POTONGAN DOKUMEN:
►

Oleh MOHAMAD FAUZI
Pada zaman
sekarang tidak ada orang yang senang disebut wong ndesa (kecuali Thukul
Arwana, mungkin). Imajinasi kolektif kita tentang desa tidak jauh dari
kawasan atau daerah terpencil, terisolasi, tak maju, orang-orang yang
tidak terdidik, terbelakang, gelap, sepi, penuh kemelaratan, hidup yang
keras dan berat.
Kalau ada orang yang melakukan tindakan bodoh,
ceroboh, atau tidak tahu perkembangan terkini atau mode baju, teknologi,
bahasa, atau budaya pop terbaru maka langsung dia dicap ndesa katrok,
wagu, tur gilane. Siapa yang berani menjadi wong ndesa?
Desa bukan
hanya sebuah
kawasan, tetapi juga sebuah imajinasi
kebudayaan dan kekuasaan. Pada zaman kerajaan-kerajaan Nusantara, desa
memiliki kuasa dan berstatus ”otonom” yang bisa kapan saja memberontak
pada sebuah kerajaan atau paling tidak berpaling pada
kerajaan
yang lain jika raja
bersikap lalim. Gerakan-gerakan sosial
pada abad ke-19 berpusat
di desa dengan tokoh-tokoh
karismatik dan didukung para petani.

◄

TUGAS ANDA: Lanjutkan tulisan tentang desa di atas, mulai setelah kalimat terakhirnya.

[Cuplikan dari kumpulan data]
►

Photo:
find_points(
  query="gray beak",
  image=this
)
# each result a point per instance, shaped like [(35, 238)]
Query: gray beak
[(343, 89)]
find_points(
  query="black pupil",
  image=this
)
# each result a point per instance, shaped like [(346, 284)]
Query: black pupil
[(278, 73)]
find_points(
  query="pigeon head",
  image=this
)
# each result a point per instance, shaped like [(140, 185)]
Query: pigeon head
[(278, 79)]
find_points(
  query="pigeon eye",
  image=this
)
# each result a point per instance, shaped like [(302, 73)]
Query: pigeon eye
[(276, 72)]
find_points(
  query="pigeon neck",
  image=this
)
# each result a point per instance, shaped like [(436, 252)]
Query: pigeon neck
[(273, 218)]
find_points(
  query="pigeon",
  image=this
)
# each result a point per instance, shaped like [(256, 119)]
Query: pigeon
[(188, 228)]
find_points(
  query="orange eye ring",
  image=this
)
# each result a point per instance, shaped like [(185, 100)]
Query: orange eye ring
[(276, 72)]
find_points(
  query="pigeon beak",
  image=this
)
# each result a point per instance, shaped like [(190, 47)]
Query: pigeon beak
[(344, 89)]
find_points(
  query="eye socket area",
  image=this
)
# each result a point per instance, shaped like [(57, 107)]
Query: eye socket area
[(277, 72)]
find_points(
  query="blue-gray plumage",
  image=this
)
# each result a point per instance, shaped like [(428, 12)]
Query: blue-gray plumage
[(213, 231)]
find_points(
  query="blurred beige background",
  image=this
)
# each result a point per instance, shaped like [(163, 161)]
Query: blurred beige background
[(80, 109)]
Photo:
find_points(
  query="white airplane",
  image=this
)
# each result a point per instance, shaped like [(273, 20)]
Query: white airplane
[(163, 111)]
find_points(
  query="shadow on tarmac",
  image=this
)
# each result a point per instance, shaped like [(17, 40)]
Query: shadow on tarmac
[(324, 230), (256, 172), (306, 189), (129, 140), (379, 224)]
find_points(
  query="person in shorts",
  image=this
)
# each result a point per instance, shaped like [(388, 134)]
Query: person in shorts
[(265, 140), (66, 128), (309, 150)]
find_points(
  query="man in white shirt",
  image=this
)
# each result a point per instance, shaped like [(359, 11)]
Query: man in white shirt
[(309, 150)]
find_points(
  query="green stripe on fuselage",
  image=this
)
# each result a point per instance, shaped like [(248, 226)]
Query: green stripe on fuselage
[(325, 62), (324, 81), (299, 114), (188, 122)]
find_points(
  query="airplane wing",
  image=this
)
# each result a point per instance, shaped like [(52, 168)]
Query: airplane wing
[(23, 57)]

◄
►

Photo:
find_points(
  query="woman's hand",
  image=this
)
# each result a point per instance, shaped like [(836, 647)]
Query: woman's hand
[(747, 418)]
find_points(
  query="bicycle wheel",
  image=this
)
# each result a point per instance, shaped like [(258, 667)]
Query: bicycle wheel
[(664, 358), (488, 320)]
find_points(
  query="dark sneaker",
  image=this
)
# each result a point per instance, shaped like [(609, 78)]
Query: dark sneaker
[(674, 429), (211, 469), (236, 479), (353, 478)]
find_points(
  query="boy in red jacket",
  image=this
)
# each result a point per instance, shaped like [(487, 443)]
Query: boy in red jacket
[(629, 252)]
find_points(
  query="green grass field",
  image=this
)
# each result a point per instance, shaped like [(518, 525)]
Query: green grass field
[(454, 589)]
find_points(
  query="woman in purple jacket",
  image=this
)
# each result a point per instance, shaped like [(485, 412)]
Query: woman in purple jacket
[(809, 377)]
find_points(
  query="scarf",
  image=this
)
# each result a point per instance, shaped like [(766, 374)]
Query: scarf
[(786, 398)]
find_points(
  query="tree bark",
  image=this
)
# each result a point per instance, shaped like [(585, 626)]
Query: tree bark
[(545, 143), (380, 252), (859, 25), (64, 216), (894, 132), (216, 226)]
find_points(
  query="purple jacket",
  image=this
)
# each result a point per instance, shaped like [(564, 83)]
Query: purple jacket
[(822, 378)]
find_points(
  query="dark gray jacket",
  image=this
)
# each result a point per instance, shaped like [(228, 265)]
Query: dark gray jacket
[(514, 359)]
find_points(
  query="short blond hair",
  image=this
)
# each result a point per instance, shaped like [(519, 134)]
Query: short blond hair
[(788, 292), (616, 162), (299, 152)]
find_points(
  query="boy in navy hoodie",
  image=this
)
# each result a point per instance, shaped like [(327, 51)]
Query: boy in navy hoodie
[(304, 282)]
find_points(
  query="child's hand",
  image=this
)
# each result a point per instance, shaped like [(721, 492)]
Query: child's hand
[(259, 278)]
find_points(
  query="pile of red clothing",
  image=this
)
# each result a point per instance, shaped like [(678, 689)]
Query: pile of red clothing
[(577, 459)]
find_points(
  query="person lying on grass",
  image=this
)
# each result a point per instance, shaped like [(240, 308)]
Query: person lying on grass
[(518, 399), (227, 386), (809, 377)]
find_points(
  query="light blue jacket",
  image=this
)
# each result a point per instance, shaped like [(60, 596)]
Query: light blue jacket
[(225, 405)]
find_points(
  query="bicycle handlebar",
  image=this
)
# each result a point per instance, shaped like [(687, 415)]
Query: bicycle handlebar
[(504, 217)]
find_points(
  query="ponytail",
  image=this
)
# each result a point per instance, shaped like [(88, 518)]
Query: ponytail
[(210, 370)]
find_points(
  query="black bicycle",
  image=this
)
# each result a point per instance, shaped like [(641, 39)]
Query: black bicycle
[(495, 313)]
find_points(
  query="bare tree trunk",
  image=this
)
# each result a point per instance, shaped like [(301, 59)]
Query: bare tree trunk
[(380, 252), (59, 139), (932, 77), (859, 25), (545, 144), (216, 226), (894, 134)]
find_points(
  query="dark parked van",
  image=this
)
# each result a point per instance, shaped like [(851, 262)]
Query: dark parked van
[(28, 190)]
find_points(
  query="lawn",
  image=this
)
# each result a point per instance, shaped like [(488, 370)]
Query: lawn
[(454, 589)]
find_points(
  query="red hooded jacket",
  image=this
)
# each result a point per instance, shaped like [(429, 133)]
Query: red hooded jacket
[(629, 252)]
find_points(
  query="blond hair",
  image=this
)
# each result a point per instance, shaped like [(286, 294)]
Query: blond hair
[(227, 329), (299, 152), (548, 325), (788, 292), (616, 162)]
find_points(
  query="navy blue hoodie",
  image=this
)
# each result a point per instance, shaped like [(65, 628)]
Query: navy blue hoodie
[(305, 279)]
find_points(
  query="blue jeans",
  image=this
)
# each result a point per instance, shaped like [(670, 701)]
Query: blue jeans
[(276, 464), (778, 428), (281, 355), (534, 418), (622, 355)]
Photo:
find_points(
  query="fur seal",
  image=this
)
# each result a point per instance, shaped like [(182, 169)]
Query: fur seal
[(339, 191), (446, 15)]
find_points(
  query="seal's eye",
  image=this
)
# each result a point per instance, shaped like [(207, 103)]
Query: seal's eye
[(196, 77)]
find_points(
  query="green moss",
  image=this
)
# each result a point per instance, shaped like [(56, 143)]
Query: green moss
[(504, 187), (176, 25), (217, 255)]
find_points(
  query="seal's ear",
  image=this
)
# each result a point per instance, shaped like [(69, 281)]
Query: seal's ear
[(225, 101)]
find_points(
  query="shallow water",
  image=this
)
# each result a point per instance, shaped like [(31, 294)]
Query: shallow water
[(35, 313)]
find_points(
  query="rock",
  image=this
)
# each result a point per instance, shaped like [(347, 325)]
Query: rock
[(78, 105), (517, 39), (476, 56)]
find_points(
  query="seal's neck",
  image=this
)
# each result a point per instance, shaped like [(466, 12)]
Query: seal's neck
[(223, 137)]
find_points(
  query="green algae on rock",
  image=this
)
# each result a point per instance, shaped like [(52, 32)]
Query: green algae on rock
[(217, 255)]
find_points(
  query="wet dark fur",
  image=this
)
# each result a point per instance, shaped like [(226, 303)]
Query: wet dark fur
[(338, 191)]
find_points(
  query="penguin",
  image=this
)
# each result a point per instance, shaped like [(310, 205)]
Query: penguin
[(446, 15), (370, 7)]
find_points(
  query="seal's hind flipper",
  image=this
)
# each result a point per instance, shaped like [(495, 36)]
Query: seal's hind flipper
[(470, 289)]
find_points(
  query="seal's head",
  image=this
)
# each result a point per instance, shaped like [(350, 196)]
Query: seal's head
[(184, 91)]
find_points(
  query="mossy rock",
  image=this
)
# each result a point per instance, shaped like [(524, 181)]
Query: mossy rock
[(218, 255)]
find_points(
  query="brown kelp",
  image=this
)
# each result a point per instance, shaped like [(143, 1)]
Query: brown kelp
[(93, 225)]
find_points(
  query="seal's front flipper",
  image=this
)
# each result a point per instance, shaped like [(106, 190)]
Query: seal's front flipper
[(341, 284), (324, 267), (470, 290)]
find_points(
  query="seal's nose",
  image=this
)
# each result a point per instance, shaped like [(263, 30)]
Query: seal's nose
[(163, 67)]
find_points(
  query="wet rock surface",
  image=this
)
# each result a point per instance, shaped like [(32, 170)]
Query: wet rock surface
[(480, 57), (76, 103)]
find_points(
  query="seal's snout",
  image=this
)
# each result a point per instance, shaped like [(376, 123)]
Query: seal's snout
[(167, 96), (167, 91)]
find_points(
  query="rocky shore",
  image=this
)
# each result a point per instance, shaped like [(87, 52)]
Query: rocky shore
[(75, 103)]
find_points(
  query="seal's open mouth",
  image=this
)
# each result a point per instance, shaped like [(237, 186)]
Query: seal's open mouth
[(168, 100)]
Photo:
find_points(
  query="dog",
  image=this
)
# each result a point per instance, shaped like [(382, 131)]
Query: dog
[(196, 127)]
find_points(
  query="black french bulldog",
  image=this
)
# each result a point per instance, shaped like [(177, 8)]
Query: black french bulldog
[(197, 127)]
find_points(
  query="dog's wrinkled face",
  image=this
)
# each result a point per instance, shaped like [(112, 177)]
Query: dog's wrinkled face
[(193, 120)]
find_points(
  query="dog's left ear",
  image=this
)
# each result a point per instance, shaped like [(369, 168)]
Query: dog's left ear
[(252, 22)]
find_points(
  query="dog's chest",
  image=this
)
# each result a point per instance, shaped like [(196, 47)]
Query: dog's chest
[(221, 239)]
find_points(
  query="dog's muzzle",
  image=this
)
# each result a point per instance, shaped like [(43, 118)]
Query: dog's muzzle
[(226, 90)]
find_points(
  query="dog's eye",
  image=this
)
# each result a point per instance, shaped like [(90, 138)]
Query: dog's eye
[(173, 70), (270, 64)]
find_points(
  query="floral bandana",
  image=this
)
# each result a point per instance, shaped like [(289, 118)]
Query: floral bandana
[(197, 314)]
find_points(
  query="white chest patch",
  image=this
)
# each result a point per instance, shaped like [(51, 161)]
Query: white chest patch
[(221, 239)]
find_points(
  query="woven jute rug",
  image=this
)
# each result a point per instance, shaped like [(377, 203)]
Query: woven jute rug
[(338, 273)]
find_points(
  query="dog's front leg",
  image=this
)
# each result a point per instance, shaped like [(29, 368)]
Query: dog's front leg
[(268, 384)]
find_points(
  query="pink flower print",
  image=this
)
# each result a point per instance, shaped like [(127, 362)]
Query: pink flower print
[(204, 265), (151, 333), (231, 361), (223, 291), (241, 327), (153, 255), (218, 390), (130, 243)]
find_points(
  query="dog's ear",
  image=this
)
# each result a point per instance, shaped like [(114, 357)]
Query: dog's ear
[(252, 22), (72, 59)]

◄
►

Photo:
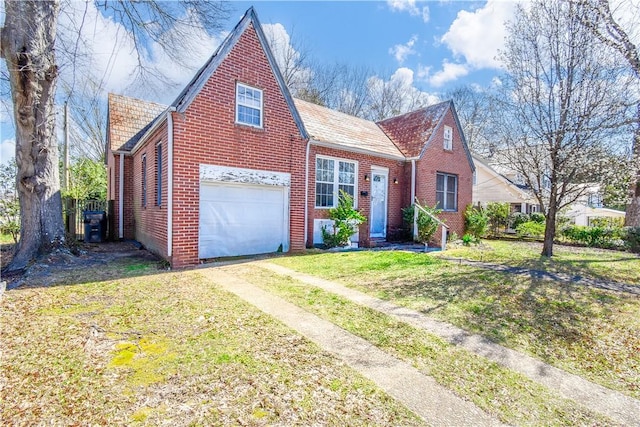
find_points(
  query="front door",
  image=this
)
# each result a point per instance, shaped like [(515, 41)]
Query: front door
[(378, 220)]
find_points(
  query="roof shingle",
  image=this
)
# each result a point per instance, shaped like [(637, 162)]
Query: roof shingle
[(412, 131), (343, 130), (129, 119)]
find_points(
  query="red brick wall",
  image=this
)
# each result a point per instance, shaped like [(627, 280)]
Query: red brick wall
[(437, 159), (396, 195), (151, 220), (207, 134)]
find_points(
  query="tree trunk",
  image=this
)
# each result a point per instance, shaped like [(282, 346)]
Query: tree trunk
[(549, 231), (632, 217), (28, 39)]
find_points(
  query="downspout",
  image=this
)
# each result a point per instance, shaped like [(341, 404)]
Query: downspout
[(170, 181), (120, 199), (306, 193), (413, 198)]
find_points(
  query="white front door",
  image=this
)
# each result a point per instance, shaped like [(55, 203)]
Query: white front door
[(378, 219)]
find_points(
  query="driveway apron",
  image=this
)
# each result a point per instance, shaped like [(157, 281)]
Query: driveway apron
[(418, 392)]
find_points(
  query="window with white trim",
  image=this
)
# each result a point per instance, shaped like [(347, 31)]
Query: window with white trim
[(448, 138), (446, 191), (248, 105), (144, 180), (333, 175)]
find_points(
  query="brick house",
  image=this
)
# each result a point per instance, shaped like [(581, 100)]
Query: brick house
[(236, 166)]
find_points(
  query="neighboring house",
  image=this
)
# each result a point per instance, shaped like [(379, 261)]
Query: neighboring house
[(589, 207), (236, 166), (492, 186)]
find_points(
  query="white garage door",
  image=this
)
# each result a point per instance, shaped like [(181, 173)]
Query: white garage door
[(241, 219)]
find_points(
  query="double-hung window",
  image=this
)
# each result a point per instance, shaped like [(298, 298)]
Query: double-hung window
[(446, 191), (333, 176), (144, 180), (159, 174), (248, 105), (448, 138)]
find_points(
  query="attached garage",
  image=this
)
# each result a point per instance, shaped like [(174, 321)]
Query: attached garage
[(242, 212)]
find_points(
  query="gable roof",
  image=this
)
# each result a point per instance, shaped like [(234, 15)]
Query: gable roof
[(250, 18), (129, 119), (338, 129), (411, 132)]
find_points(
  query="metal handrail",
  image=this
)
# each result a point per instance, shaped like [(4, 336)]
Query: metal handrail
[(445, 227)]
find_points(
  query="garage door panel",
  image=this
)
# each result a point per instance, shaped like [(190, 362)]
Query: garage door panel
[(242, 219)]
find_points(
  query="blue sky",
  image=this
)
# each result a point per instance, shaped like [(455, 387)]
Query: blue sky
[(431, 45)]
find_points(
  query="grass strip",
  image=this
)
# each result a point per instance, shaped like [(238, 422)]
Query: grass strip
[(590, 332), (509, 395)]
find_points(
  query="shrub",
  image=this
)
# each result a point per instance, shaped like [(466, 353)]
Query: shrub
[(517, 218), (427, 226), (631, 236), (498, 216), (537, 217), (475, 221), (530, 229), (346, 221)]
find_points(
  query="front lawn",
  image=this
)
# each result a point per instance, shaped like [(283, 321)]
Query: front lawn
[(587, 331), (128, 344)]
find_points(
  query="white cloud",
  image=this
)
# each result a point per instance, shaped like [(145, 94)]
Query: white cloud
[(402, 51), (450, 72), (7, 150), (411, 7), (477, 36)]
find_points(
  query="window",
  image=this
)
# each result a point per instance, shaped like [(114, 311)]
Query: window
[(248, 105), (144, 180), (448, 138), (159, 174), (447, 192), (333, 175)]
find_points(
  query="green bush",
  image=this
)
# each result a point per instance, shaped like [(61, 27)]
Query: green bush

◄

HASIL LATIHAN INI:
Kekuasaan dan otonomi desa
terus digerus pada zaman
pemerintahan kolonial dengan
cultuurstelsel
(tanam paksa) pada tahun 1830-1870. Kekuasaan
dan otonomi
desa terus digerogoti, meskipun pada 1855
dijamin kembali
melalui
Regeeringsreglement op het beleid der Regeering van
Nederlandsch-Indie (Peraturan pemerintah tentang pengelolaan pemerintah
Hindia Belanda) dan semakin
diperjelas dalam Inslandsche
Gemeente-ordonatie
pada tahun 1905.
Peraturan dan ordonansi tersebut menetapkan desa
sebagai badan hukum otonom dengan hak untuk mengelola persoalan sendiri
dan memilih kepala desa sendiri (Aiko Kurasawa, 1993: 436).
Namun,
yang paling parah adalah pada masa pendudukan Jepang. Sumber daya alam
dan manusia dimobilisasi, dikontrol, dan diperas untuk kepentingan
fasisme Jepang. Di bawah kekuasaan Jepang, desa bersentuhan langsung
dengan negara atau pemerintah. Terhentinya perdagangan luar negeri dan
adanya tuntutan militer secara besar-besaran dari pihak Jepang, maka
terjadi perubahan radikal dalam keseimbangan pasokan dan permintaan
(supply and demand) komoditas.
Penduduk desa dikerahkan untuk
meningkatkan produksi pangan. Petani dipaksa menyerahkan hasil panen.
Distribusi komoditas dikontrol. Penduduk desa dipaksa jadi romusha.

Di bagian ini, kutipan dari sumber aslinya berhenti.